> **Directions**
Copy out, without any change, every line of the items below from the line containing "on plate and draw a tight box." down to the line containing "0,662,650,758", counting both of those lines.

** START OF Provided data **

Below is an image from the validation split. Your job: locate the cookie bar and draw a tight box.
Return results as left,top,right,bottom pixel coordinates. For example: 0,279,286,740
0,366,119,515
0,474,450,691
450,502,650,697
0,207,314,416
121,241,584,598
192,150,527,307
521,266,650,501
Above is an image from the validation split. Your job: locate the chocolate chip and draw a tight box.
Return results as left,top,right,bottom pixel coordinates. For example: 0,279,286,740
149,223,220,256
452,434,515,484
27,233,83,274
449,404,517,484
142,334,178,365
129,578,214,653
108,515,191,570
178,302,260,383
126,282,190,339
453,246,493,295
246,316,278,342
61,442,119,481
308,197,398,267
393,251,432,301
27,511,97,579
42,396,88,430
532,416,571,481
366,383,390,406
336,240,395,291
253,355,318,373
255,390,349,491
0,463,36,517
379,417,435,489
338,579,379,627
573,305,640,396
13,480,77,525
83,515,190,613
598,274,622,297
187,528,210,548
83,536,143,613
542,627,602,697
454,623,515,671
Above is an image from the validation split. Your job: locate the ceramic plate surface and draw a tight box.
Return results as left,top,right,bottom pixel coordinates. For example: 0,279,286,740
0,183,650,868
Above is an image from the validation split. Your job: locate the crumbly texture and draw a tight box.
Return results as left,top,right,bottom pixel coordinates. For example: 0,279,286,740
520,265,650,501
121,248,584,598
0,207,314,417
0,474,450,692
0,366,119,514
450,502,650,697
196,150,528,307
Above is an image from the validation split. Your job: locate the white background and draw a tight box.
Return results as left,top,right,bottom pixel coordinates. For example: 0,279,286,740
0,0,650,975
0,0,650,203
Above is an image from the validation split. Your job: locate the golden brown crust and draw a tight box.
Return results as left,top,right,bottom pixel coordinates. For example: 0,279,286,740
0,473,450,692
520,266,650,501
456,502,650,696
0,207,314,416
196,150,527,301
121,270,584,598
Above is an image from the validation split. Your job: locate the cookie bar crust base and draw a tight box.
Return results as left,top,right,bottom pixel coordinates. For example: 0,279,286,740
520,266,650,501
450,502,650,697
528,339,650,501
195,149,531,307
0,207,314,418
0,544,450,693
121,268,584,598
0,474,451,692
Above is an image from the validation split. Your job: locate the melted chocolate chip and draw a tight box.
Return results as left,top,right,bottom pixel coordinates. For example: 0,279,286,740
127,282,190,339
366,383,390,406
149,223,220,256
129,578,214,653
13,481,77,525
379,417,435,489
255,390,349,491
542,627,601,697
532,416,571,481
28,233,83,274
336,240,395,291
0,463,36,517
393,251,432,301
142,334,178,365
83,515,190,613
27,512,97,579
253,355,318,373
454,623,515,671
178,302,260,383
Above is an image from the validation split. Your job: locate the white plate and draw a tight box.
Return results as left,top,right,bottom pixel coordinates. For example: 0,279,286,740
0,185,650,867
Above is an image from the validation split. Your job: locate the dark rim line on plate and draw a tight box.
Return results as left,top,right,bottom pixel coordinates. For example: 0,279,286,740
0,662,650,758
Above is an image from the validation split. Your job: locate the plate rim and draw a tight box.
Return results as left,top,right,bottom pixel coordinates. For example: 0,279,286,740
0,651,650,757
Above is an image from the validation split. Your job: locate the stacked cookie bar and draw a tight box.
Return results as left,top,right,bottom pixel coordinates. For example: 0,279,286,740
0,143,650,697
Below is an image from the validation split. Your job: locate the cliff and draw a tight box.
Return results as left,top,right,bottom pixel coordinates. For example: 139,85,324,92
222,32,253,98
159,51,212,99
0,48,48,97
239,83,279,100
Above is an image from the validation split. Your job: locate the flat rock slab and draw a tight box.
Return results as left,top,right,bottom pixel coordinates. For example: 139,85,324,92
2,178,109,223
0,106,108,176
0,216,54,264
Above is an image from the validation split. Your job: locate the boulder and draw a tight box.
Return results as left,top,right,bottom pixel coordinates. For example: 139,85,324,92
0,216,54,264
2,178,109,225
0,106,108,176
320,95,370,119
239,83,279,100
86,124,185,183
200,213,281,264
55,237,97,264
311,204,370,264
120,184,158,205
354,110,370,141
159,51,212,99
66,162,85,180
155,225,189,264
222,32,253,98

** END OF Provided data **

> **Result**
Above is an image from the validation split. Your job: locate the dark rim line on plate and draw a tight box.
Return results as left,top,right,bottom pixel coordinates. For example: 0,279,286,740
0,662,650,758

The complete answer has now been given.